**Challenge 1:** In the passage on household cognitive load, reproduce word for word the span from "A nanny minds" to "watching the pantry.".

**Document excerpt:**
It is 7:14 on a Tuesday. The kids are at the table. There is a plate of pasta in front of each of them and a third plate going cold on the counter because the cat got out and one of them had to chase it.
She is opening the fridge for the parmesan and her phone, on the bench beside her, has lit up with three things. A reminder that Wren’s library books are due tomorrow. A Slack message about the Q3 planner that should have had a reply by four. A text from her mother-in-law saying “do you still want the chicken on Sunday or shall I do the lamb?”
The parmesan is behind the buttermilk.
She is going to find it, grate it, eat her pasta cold, reply to her mother-in-law before she forgets, and not reply to the Slack message until she is upstairs with the door closed because the children will hear “work” and ask. She will not, before she sleeps, remember the library books. She will remember them at 8:50 tomorrow morning, in the car, after she has dropped them at school, when it is too late.
This is what we are talking about when we talk about cognitive load. It is not the pasta. The pasta is half an hour. It is the parmesan, and the library books, and the chicken-or-lamb, and the Slack message, all running at once. It is the fact that nobody else in the house is tracking any of these things. They are all happening inside the head of one person.
A cleaner cleans. They arrive on a Wednesday, do the bathrooms and the floors and the kitchen, and they leave. The work is exactly what it says it is, and when it is done, it is done.
A nanny minds the children. They arrive at three, pick the children up, take them to swimming, make their tea, get them ready for bed. Their job is the children. They are not, fundamentally, watching the pantry.

**Materials provided:**
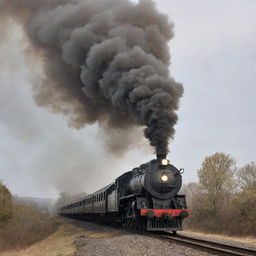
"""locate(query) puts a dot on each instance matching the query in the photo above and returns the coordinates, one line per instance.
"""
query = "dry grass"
(27, 226)
(59, 243)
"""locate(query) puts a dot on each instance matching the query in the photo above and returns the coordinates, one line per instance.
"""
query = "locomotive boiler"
(144, 198)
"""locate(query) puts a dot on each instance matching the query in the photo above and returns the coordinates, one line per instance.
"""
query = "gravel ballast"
(98, 240)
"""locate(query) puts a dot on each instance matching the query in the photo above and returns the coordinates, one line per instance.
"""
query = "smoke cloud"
(104, 61)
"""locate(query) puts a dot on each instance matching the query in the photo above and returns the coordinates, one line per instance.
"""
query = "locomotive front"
(154, 188)
(158, 177)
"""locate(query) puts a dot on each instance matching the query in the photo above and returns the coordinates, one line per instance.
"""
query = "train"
(144, 198)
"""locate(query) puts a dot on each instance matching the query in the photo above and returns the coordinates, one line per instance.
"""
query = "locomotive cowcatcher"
(144, 198)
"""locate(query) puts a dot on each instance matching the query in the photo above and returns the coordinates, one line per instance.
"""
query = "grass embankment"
(59, 243)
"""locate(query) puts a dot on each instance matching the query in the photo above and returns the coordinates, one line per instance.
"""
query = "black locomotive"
(145, 198)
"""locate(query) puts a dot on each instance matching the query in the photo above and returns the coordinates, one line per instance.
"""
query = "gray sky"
(213, 55)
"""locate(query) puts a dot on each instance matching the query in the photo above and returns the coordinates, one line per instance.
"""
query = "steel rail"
(205, 245)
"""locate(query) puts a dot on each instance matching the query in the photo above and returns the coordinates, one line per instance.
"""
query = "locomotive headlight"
(165, 162)
(164, 178)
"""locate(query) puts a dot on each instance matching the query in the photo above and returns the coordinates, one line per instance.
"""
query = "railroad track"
(208, 246)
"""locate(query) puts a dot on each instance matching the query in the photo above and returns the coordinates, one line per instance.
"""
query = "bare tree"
(217, 179)
(247, 175)
(5, 204)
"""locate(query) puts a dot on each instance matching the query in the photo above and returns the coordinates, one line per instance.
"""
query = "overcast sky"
(213, 55)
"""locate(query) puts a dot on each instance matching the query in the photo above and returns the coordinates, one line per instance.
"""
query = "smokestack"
(160, 157)
(105, 61)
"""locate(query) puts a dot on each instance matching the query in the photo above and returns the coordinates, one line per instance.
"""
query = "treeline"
(224, 199)
(22, 224)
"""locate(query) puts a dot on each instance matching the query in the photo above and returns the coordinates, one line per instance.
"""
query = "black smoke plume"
(105, 61)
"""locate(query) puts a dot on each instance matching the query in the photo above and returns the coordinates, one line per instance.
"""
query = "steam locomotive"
(144, 198)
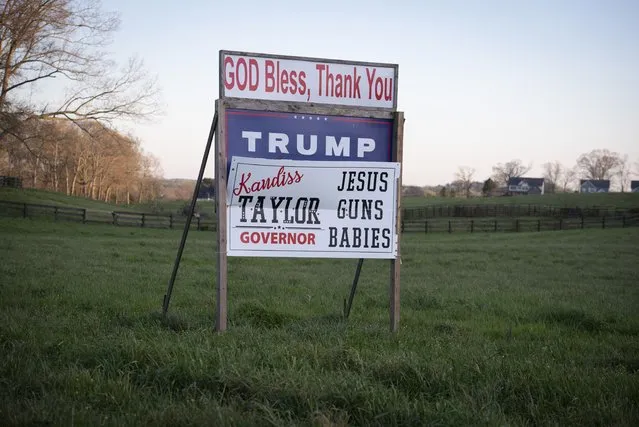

**Challenge 2:** Pick out every line of the records that contains the string "grass", and copy each one. Case counts: uppercase and lowercase letters are different.

**Worked answer 1:**
A nanny minds the children. They arrive at three, pick the children up, take them to swimming, make their tea, get them ready for bed. Their job is the children. They are not, fundamentally, watching the pantry.

**Worked answer 2:**
query = "dry grass"
query = "grass embankment"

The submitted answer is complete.